# 2x4 or 2x6 for cabin/sauna



## CritskyCritter (Jul 22, 2014)

What are the pros an cons of using 2x6 instead of 2x4 (besides cost of the boards)


Step #1; buy the land


----------



## nebo (Dec 16, 2013)

Insulation value and strength. Mine is 2x4 and if you watch any pay attention how you heat the cabin 2x4 would do you just fine, I believe using 2x6 is over rated. That is just my 2 cents.


----------



## jwal10 (Jun 5, 2010)

For your climate, I would use 2"x6". Of course if you don't build the rest to save energy, it does no good. Good windows and insulation under floors, in walls and ceiling. Insulation and material upgrades can be cheap compared to cost of heating, best do it now than wish you did or have to retrofit. What you use for energy to heat will make some difference also, hard cash or resources and time. Many places, code dictates 2'x6". Comfort as you age can be important....James


----------



## Gray Wolf (Jan 25, 2013)

You should check with somebody who knows but I think UBC requires 2x6, among other things, so even if you don't get a building permit, your bank and/or insurance company may want it built to an adopted code (or whoever you sell it to someday). 

Many on here make much of not building to code but I'm a coward. If anything happens to our place, I want the ashes to meet codes and not give them an excuse to not pay my claim. We have 4 neighbors - two of us built with permits, the other two built with no permits but did build to code. None of us got a bank loan and nobody has had an insurance claim or sold their place yet - so it will be interesting to see if codes matter.


----------



## just_sawing (Jan 15, 2006)

The mafia of wood codes have pretty well got all of the US to set a standard that requires 2X6 construction. There are some that have opted out (Cannon County TN has). This is also for even Log homes. They base it on energy efficiency.


----------



## logbuilder (Jan 31, 2006)

I don't see how 2x4 with lots of insulation can out perform 2x6 with lots of insulation. It also gives pipes in the walls more room for insulation. For exterior walls, I'm in the 2x6 camp.

ETA: My house is built with logs so dimensional measurements don't translate well. My second floor is traditional and it is all 2x6.


----------



## PlicketyCat (Jul 14, 2010)

In addition to added insulation ability, you can safely use 24" spacing with 2x6s rather than 16" spacing with 2x4s, which can reduce overall lumber required and make the cost of building nearly identical.

▶ **Required task A**: Lay out the listing below as a Markdown table with the columns Row and Line, beginning at the line that contains "A teaching note to the class: indicate the man" and stopping after the line that contains "Target: man with eclipse glasses on right". Leave out blank lines.

▶ **Rows**:
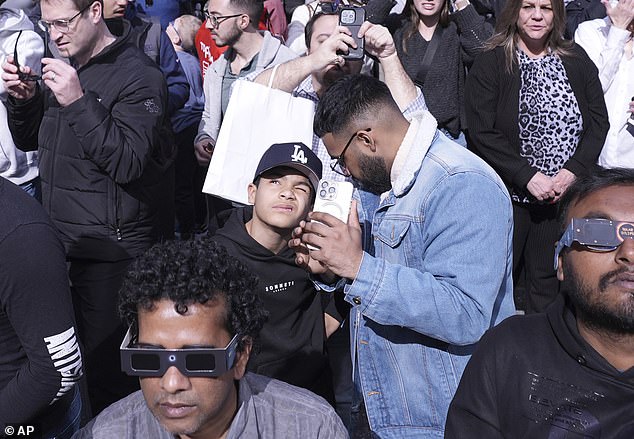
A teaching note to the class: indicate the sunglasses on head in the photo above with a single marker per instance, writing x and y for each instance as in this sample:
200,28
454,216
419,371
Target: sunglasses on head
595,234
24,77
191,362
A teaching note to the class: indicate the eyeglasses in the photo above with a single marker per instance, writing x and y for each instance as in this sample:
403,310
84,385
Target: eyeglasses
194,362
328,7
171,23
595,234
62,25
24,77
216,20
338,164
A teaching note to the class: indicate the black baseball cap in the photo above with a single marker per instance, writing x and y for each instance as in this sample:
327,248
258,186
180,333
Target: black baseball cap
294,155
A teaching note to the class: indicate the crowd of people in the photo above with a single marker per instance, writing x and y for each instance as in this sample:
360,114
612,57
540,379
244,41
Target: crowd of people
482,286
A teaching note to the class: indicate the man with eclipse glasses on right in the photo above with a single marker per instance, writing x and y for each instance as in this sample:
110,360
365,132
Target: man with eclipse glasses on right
* * *
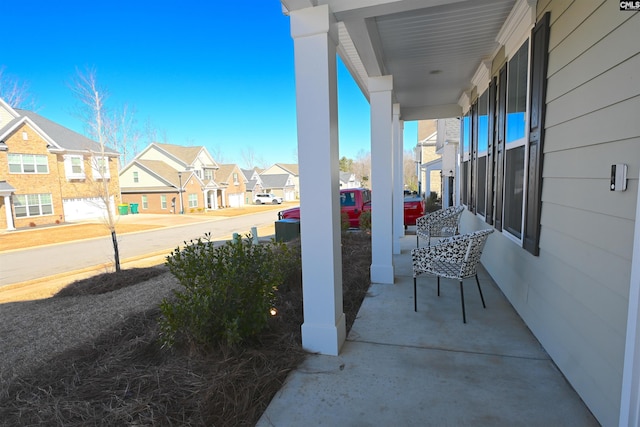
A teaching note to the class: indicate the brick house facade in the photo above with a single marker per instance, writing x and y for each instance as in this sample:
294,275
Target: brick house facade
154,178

▶ **Required task B**: Repeat word for word the part of the 2x4 or 2x6 thread above that begins at the words "## logbuilder (Jan" and stops after the words "building nearly identical.".

▶ **Answer A**:
| Row | Line |
|---|---|
| 1 | A teaching note to the class: indicate the man with eclipse glasses on right in the photo above with a single marker per instance, writing x and y for each instance as in this sample: |
| 2 | 110,360 |
| 3 | 365,132 |
| 4 | Target: man with eclipse glasses on right |

▶ **Answer B**:
## logbuilder (Jan 31, 2006)

I don't see how 2x4 with lots of insulation can out perform 2x6 with lots of insulation. It also gives pipes in the walls more room for insulation. For exterior walls, I'm in the 2x6 camp.

ETA: My house is built with logs so dimensional measurements don't translate well. My second floor is traditional and it is all 2x6.


----------



## PlicketyCat (Jul 14, 2010)

In addition to added insulation ability, you can safely use 24" spacing with 2x6s rather than 16" spacing with 2x4s, which can reduce overall lumber required and make the cost of building nearly identical.